• Written request 1: Find each line in the rows below that contains the string "with", and list those lines.

• Source:
Division I football programs are in a consant state of change. Head coaches, and assistant coaches, come and go all the time. Kids graduate. Uniforms change. Athletic venues sping up out of nowhere, or old facilities get a facelift. Athletic departments upgrade websites. It's a constant "evolution": adapt, or die.
Since starting this blog in 2003, it, too, has undergone "evolution". Things pop up in the sidebar all the time that I'm working on. Even though I very much have a non-writing day job, I'm always thinking about the next thing I can add to my blog to make it better.
But blogging itself has "evolved", too, in interesting ways. It's definitely a very different game than it was seven years ago. I'm finding myself thinkng about what this blog should be - now, and going into the future. Don't worry, I can't imagine myself giving this thing up at the moment. But it is certain to "evolve". (more)

• Extracted records:

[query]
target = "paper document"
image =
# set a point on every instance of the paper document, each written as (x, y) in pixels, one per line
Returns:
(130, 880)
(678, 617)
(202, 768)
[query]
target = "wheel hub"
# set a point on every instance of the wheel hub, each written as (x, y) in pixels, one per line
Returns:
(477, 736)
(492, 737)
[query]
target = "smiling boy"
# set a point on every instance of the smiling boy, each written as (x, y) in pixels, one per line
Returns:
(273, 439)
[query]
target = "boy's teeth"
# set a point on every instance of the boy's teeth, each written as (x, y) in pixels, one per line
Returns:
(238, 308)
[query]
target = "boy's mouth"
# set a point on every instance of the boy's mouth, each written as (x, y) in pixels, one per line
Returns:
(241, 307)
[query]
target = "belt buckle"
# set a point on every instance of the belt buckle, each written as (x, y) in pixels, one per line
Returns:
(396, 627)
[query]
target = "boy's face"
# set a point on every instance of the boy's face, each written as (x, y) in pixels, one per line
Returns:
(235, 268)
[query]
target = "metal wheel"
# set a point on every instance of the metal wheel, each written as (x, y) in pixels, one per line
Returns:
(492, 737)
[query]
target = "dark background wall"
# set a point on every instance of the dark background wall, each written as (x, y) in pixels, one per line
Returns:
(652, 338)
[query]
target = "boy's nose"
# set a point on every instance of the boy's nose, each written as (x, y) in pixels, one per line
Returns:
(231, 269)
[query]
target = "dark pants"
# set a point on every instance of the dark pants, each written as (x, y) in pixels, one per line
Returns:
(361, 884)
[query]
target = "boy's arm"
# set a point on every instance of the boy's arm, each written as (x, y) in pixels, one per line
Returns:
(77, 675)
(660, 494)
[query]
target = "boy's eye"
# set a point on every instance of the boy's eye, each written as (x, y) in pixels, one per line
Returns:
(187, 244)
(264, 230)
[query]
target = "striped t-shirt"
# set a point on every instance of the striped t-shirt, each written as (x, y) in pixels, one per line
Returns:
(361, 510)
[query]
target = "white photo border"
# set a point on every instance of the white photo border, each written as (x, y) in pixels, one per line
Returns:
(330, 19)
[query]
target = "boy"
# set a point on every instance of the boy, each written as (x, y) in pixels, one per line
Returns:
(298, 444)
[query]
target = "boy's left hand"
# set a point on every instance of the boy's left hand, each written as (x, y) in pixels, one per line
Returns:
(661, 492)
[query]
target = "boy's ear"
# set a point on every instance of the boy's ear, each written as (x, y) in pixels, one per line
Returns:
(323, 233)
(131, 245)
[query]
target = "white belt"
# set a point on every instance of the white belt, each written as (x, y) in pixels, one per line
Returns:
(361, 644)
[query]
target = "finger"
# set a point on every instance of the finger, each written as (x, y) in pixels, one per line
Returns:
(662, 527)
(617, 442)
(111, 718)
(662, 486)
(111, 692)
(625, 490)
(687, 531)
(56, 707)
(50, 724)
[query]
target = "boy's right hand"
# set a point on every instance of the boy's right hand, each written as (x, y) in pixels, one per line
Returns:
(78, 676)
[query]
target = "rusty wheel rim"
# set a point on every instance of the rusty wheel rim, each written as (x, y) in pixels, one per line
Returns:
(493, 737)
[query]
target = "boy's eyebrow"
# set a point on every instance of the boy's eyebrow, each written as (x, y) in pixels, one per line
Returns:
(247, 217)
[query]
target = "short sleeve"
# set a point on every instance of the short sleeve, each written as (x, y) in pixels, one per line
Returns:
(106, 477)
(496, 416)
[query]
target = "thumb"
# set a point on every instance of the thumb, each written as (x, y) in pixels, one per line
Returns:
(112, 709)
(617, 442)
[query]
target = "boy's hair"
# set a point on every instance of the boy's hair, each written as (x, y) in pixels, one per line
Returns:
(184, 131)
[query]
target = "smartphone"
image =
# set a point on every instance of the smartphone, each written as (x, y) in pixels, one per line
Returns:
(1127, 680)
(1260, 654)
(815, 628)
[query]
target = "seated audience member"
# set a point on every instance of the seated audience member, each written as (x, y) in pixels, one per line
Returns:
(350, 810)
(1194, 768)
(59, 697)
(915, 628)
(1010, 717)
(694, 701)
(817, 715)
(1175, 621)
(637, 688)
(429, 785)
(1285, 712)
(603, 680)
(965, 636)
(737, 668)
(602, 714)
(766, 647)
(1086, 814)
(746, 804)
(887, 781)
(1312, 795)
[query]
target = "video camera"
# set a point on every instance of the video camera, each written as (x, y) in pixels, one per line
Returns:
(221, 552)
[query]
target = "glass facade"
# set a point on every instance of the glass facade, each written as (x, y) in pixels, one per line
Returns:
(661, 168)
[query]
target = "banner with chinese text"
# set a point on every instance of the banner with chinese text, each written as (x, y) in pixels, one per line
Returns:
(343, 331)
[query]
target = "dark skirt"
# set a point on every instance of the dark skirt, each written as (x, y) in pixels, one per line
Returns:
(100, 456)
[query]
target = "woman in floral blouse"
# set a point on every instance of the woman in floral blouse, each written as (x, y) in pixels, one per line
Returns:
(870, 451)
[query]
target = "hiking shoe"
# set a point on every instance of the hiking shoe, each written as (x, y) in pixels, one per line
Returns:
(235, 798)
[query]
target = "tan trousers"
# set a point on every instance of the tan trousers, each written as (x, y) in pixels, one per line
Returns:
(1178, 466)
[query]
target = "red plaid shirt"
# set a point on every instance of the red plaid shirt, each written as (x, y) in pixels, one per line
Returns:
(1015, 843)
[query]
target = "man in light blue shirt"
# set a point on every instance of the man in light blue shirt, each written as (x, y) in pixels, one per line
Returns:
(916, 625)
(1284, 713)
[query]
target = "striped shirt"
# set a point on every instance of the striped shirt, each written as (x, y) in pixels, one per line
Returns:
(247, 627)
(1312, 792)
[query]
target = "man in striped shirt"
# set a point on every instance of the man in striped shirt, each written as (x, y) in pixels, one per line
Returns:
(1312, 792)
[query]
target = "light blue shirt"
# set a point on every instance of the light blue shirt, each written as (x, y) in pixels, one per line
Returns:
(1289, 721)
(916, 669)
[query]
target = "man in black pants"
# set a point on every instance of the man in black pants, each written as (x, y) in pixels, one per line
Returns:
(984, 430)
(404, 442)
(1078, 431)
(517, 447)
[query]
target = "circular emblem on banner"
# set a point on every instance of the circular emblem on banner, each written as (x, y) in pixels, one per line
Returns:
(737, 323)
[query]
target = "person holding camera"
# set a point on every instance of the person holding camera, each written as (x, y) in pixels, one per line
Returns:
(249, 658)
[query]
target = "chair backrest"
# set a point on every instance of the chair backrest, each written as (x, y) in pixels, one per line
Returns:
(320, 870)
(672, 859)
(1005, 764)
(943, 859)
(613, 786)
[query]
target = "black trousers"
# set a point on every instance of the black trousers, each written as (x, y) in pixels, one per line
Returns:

• Written request 2: In what year did the writer of the blog post above start the blog?

• Task solution 1:
target = "banner with chinese text"
# set a point on every instance of the banner with chinese text, each written as (x, y) in pixels, one per line

• Task solution 2: 2003